Stored items from a collection
----------
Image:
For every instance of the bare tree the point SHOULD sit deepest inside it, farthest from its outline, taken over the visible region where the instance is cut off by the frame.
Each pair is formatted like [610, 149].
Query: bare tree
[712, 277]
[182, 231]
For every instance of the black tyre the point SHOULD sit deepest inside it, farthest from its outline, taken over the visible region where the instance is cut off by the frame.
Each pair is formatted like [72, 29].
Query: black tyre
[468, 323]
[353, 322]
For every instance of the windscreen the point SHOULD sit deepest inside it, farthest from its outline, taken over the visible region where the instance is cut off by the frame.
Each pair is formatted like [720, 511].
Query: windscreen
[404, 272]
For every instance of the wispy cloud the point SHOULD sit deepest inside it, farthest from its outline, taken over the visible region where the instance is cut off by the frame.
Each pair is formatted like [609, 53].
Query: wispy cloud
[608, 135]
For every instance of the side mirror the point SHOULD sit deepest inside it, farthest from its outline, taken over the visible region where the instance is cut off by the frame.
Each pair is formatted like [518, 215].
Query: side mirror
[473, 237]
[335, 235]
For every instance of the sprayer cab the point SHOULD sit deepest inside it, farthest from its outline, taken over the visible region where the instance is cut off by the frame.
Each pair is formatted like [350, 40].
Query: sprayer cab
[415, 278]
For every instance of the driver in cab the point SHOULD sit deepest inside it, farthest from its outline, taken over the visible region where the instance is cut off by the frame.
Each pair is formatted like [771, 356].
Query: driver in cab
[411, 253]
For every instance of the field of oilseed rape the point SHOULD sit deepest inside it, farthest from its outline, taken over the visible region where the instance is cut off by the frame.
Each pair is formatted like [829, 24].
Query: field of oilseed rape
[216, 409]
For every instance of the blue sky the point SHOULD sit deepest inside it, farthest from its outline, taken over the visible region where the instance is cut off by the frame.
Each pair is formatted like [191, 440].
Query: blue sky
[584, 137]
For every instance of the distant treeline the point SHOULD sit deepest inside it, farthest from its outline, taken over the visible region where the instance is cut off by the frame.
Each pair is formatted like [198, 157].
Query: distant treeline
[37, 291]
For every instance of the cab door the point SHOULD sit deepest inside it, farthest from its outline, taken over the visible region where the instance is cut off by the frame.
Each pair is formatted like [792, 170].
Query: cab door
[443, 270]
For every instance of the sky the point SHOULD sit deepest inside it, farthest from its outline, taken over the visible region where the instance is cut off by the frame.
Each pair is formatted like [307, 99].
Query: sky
----------
**EXERCISE BRIEF:** Repeat all the records. Match each line exactly.

**RESPONSE FOR THIS EXERCISE:**
Image:
For every instance of the bare tree the point SHOULD sit deepest inside it, farthest from its outline, taken over the visible region where the instance is cut off by the frame.
Each pair is formatted like [610, 149].
Query: bare tree
[712, 277]
[182, 231]
For every instance of the black tyre the point SHOULD sit deepest inside it, farthest from its outline, taken over the visible region where the instance is cut off by the frame.
Each pair is formatted like [72, 29].
Query: black tyre
[468, 323]
[353, 322]
For every instance of the windscreen the point SHOULD sit deepest inside it, farthest from its outline, taken over the visible region where the instance is cut off by the frame.
Each pair is formatted like [720, 511].
Query: windscreen
[404, 272]
For every instance of the wispy cloud the point SHOULD sit deepest inside it, farthest from its outline, taken over the visible region where the instance is cut off by the frame.
Each pair is formatted like [609, 53].
Query: wispy cloud
[608, 135]
For every instance of the side mirror the point SHOULD sit deepest inside it, farthest from its outline, taken over the visible region where the instance is cut off by the frame.
Each pair is formatted like [518, 215].
Query: side mirror
[473, 237]
[335, 235]
For every instance of the sprayer cab the point SHOULD sit deepest inside it, farthest from its outline, taken over the visible region where the instance is cut off by the frame.
Each pair is formatted like [350, 40].
Query: sprayer cab
[415, 278]
For every instance of the driver in cab the point SHOULD sit deepest inside it, farthest from its outline, taken over the visible region where the instance is cut off by the frame.
Each pair is formatted like [771, 356].
Query: driver in cab
[411, 253]
For every instance of the field of oilseed rape the point SHOULD sit deepest inside it, farthest from its outline, taken over the visible region where the instance is cut off by the frame.
Each pair is formatted like [829, 24].
Query: field of oilseed rape
[216, 409]
For every instance of the blue sky the point SHOULD sit deepest inside it, farthest from its outline, taken over the visible region where the instance is cut off by the frame.
Each pair is formatted like [191, 440].
Query: blue sky
[584, 137]
For every instance of the distant treeline the point SHOULD sit deepest inside it, farthest from its outline, taken over the visible region where the instance is cut off by the frame.
Each pair is formatted like [198, 157].
Query: distant treeline
[37, 291]
For every instance of the cab door the point SHOULD sit deepest inside it, farthest from its outline, taken over the visible region where the instance is cut off by the frame.
Each pair is formatted like [792, 170].
Query: cab door
[443, 270]
For every instance of the sky the point SHOULD sit deepest inside it, farthest from its outline, taken over the visible region where the instance is cut off by the frame.
Each pair is formatted like [307, 99].
Query: sky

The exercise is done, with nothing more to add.